● What you should do
I would like every line of the records below that contains the word "after" copied.

● Extracted entries
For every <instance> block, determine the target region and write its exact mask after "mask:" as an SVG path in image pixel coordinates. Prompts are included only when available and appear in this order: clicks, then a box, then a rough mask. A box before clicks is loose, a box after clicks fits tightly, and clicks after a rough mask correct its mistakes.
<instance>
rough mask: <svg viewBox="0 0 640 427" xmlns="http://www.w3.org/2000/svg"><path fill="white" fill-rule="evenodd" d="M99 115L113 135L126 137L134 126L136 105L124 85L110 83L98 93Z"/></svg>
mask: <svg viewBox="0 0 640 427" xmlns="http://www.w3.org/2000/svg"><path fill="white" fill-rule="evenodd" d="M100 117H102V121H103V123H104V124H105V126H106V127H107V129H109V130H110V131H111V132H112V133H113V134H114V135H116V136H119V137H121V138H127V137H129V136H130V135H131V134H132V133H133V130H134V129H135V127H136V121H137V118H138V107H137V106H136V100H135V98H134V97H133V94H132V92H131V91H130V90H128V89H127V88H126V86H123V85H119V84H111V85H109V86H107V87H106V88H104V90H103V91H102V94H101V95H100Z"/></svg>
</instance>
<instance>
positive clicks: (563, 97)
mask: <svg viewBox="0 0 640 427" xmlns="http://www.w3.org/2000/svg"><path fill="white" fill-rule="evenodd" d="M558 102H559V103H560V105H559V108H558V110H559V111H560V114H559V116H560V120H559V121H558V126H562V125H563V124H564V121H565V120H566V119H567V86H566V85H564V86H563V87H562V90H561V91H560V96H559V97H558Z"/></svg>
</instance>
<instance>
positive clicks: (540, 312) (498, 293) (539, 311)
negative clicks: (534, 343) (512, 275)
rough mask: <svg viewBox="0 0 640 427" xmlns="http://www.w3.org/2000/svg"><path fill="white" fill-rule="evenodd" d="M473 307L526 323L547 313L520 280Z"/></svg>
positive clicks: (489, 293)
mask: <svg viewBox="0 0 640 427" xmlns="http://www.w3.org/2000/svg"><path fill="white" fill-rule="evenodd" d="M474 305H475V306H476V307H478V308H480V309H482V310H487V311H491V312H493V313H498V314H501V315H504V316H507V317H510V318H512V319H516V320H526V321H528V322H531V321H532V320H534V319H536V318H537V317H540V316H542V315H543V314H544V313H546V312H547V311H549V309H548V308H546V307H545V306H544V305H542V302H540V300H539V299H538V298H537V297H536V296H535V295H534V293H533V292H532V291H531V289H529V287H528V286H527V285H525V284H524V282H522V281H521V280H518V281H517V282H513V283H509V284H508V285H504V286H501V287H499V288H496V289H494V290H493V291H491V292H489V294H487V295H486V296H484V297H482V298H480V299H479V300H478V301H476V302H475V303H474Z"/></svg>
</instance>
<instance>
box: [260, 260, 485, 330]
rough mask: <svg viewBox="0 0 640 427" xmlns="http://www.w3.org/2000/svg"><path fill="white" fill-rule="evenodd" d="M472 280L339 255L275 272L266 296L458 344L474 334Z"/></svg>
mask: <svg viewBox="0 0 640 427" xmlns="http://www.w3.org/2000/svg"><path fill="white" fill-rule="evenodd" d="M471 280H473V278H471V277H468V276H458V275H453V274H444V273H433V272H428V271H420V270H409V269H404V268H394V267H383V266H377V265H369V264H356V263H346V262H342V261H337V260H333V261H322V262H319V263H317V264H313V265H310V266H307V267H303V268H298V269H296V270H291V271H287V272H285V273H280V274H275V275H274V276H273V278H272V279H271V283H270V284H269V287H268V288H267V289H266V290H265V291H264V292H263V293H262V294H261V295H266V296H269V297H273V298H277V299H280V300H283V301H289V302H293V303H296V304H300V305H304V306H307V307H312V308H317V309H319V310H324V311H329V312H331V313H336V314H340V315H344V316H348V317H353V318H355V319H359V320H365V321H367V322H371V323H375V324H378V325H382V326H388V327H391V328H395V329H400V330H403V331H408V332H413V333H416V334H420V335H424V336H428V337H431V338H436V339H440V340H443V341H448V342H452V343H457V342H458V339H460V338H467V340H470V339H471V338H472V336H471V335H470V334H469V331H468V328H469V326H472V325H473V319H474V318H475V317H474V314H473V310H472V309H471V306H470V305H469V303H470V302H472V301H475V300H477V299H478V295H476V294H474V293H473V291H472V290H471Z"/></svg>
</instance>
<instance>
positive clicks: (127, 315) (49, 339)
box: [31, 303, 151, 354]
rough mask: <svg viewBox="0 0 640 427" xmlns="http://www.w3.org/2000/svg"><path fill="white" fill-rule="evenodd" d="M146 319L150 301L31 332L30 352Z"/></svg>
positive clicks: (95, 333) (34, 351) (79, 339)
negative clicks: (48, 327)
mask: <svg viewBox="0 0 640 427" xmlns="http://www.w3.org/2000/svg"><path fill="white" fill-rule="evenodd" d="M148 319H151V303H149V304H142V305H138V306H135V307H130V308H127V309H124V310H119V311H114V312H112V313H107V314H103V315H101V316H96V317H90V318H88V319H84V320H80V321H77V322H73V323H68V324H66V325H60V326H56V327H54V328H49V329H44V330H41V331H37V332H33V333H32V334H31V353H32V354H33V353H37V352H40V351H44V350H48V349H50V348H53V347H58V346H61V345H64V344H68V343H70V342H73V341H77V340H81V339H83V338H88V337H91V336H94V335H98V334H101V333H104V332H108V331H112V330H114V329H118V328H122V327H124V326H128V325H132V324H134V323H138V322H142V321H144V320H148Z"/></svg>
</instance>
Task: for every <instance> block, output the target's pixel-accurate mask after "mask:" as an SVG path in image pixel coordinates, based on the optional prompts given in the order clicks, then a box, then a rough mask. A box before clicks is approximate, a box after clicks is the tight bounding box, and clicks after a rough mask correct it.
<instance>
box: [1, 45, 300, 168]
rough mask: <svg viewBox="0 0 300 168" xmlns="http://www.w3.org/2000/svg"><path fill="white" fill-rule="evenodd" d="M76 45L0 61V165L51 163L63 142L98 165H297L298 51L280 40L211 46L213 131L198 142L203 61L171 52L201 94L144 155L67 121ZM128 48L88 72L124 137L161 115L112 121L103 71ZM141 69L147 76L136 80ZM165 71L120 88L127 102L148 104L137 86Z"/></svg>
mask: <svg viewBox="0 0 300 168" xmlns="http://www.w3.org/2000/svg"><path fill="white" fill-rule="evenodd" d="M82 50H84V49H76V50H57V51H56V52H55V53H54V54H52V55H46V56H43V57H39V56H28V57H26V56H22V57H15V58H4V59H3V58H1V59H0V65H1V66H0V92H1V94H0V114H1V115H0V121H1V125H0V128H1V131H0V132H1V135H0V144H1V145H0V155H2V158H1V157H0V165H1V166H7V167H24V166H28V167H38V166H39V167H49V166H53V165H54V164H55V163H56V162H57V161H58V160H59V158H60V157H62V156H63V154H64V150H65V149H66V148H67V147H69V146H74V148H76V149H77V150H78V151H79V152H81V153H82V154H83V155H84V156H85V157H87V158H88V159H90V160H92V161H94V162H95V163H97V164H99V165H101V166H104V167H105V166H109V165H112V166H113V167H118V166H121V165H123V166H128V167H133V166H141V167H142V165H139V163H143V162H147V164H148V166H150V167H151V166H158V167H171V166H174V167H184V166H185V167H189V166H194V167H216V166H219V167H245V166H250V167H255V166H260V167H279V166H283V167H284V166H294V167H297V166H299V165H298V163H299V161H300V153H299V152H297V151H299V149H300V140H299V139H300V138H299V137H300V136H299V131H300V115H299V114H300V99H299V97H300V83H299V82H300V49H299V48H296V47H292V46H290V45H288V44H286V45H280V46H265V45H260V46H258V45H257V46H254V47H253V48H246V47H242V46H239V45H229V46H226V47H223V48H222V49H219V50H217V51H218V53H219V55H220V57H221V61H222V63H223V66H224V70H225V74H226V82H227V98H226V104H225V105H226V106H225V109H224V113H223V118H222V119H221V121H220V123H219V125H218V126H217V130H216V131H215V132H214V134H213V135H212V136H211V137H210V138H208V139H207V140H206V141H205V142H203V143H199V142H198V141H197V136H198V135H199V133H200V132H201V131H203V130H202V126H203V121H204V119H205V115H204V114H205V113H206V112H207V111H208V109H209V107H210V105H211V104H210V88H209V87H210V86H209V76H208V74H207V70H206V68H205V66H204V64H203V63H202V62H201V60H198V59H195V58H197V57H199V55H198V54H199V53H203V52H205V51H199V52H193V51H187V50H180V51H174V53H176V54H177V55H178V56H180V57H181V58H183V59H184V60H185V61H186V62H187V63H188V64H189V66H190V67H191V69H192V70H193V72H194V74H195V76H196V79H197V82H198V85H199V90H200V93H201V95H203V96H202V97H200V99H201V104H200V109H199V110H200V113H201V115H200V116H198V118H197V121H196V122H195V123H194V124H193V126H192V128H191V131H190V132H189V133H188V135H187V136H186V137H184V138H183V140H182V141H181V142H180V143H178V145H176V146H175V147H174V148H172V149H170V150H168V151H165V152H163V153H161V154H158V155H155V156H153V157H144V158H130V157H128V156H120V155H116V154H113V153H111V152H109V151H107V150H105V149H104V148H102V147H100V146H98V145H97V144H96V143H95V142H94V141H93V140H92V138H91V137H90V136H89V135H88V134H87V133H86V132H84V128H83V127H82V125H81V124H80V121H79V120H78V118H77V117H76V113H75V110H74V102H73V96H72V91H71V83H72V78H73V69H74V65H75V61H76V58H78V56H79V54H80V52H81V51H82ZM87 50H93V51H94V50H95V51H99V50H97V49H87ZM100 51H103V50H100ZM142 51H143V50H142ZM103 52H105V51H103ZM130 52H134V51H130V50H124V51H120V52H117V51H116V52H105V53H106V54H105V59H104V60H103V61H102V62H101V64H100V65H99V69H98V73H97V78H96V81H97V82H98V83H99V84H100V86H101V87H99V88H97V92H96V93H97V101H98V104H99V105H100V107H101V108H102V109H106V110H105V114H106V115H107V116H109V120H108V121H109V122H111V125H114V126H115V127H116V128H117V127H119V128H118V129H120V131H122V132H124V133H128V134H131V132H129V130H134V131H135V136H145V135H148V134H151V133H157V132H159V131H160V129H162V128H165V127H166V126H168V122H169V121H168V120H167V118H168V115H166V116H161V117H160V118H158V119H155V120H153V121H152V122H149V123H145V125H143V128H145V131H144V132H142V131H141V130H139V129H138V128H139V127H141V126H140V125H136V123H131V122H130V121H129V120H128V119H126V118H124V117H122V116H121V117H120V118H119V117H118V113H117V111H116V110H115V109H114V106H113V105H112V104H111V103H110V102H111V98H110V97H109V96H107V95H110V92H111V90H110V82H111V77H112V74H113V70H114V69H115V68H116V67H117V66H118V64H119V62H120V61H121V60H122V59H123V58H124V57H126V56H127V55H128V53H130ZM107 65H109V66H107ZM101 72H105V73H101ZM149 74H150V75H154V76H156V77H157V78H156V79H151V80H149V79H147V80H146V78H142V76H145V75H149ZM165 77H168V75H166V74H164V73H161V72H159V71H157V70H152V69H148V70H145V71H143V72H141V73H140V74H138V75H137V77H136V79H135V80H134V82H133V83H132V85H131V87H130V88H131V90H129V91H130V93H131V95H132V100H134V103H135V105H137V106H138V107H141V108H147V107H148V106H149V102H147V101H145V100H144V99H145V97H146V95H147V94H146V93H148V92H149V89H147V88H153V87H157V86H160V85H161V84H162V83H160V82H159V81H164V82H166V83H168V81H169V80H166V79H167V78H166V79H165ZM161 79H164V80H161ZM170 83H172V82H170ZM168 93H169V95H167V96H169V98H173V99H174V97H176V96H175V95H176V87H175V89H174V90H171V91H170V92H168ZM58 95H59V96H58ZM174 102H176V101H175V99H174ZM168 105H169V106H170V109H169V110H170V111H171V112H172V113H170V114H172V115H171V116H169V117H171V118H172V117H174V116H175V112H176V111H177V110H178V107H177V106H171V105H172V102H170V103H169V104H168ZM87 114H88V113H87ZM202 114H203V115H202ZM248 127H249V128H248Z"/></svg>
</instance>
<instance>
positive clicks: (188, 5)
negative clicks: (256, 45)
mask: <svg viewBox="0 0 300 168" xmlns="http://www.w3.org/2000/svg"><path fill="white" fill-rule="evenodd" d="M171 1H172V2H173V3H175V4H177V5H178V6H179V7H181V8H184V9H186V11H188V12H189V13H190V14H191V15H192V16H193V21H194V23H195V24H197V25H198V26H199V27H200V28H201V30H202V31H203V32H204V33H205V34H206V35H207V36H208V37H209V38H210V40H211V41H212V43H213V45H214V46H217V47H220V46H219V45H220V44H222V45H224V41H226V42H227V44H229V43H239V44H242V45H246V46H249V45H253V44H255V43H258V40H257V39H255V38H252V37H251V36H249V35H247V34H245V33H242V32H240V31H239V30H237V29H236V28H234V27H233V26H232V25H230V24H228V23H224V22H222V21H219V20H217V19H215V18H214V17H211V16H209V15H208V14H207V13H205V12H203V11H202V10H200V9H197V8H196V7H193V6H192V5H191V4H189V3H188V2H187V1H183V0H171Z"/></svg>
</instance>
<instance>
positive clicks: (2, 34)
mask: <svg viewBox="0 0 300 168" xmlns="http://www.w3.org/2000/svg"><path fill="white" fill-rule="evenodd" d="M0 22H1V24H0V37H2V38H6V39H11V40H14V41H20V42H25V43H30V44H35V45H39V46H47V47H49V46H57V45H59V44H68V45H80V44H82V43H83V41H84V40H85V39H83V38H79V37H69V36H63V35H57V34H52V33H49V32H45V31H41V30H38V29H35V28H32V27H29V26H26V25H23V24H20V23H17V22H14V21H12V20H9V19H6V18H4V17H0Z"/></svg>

● Result of this exercise
For every <instance> block, determine the target region and write its exact mask after "mask:" as an SVG path in image pixel coordinates. Prompts are included only when available and appear in this order: clicks, then a box, then a rough mask. A box before clicks is loose, a box after clicks fits tightly, and clicks after a rough mask correct its mistakes.
Task: for every <instance> block, output the target's pixel-accurate mask after "mask:" as an SVG path in image pixel coordinates, based on the optional prompts given in the order clicks, then a box, then a rough mask. A box before clicks is approximate, a box after clicks is the tight bounding box, and clicks after a rough mask correct it.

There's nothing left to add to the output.